### [Exercise objective]
Could you please retype all of the data below exactly?

(Exercise data)

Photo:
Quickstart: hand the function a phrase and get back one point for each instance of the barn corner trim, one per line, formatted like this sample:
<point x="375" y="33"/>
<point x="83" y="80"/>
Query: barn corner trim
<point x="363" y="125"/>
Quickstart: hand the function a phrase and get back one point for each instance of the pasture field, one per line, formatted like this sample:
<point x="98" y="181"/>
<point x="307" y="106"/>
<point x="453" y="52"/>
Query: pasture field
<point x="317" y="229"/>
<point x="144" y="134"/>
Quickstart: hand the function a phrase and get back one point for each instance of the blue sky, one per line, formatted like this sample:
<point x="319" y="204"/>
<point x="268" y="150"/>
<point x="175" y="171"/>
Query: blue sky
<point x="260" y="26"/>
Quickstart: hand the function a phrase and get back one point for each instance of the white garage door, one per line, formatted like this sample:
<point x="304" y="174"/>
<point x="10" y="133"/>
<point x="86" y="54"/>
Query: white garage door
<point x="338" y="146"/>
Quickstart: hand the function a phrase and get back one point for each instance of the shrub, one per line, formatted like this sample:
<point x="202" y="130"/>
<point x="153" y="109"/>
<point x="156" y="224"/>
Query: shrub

(End Exercise data)

### [Worked solution]
Photo:
Quickstart: hand the function a phrase and get back one point for each instance of the barn corner trim, one per line, formatted like this sample:
<point x="375" y="33"/>
<point x="83" y="80"/>
Query: barn corner trim
<point x="363" y="125"/>
Quickstart: hand the function a phrase and get back one point for each instance of the pasture field, one per line, formatted like this sample:
<point x="98" y="181"/>
<point x="307" y="106"/>
<point x="453" y="52"/>
Query: pasture field
<point x="317" y="229"/>
<point x="144" y="134"/>
Quickstart: hand the function a phrase and get back one point for each instance of the blue sky, one per line, formatted like this sample:
<point x="319" y="204"/>
<point x="268" y="150"/>
<point x="175" y="171"/>
Query: blue sky
<point x="260" y="26"/>
Quickstart: hand the function a phrase and get back one point for each instance of the white garage door, one per line, formatted like this sample:
<point x="304" y="174"/>
<point x="10" y="133"/>
<point x="86" y="54"/>
Query: white garage door
<point x="338" y="146"/>
Quickstart: hand the function a phrase and get back one point for each instance of the shrub, one per line, formatted like this sample:
<point x="202" y="130"/>
<point x="153" y="109"/>
<point x="156" y="224"/>
Query: shrub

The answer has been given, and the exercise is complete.